◆ **DESCRIPTION OF THE TASK**:
Duplicate the items below word for word, starting at their first line and ending at the line that contains "198], [542, 195]]]", with both of those lines included. Leave the pictures out of your copy.

start DATASET EXTRACT

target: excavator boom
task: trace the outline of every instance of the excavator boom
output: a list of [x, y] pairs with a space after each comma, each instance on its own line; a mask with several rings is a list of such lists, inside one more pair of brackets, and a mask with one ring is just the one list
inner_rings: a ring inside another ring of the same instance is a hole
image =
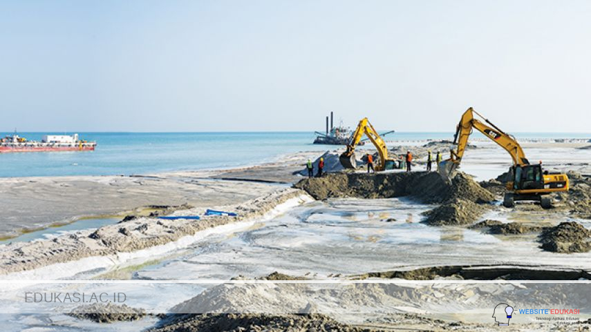
[[[484, 122], [475, 118], [475, 114], [482, 118]], [[568, 191], [568, 177], [565, 174], [544, 172], [541, 163], [530, 164], [515, 137], [499, 129], [471, 107], [462, 115], [456, 128], [453, 137], [453, 144], [457, 145], [456, 148], [451, 150], [449, 159], [438, 165], [440, 174], [448, 182], [451, 181], [462, 162], [468, 145], [468, 138], [472, 133], [473, 128], [476, 128], [504, 148], [513, 159], [513, 166], [509, 168], [511, 179], [507, 183], [508, 193], [505, 195], [503, 202], [505, 206], [512, 206], [514, 200], [534, 199], [539, 200], [543, 207], [547, 208], [551, 206], [550, 199], [543, 198], [542, 195]]]
[[[485, 123], [476, 119], [474, 114], [481, 117]], [[476, 128], [477, 130], [508, 152], [513, 159], [514, 164], [529, 164], [523, 150], [515, 137], [499, 129], [498, 127], [471, 107], [462, 115], [462, 119], [456, 127], [456, 134], [453, 136], [453, 144], [457, 145], [457, 148], [455, 150], [451, 149], [449, 159], [444, 160], [439, 164], [439, 173], [446, 180], [449, 181], [453, 177], [456, 169], [460, 166], [462, 157], [464, 156], [464, 153], [468, 146], [468, 138], [472, 133], [472, 128]]]
[[366, 117], [359, 121], [355, 133], [351, 136], [351, 140], [347, 144], [347, 150], [339, 156], [339, 160], [341, 162], [341, 164], [346, 168], [355, 168], [357, 167], [355, 156], [355, 146], [361, 141], [364, 134], [375, 146], [379, 155], [379, 165], [376, 166], [376, 170], [384, 170], [386, 169], [386, 161], [388, 160], [388, 148], [379, 134], [369, 123], [369, 120]]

end DATASET EXTRACT

◆ **CORRECT OUTPUT**:
target: excavator boom
task: trace the outline of every instance of the excavator boom
output: a list of [x, y] pairs with a space after each comma, each instance on its own line; a mask with several rings is a list of such lists, inside one more pair of brackets, and a mask with one ring is just the one list
inner_rings: a ring inside another ring of the same instance is a hole
image =
[[[484, 122], [475, 118], [475, 114], [482, 118]], [[568, 191], [568, 177], [565, 174], [544, 172], [541, 163], [530, 164], [515, 137], [499, 129], [471, 107], [462, 115], [456, 128], [453, 137], [453, 144], [457, 145], [456, 148], [451, 150], [449, 159], [438, 165], [440, 174], [448, 182], [451, 181], [462, 162], [468, 145], [468, 138], [472, 133], [473, 128], [476, 128], [504, 148], [513, 159], [513, 166], [509, 168], [511, 179], [507, 183], [508, 193], [505, 195], [503, 202], [505, 206], [512, 206], [514, 200], [534, 199], [539, 200], [543, 207], [547, 208], [551, 206], [550, 199], [543, 198], [542, 195]]]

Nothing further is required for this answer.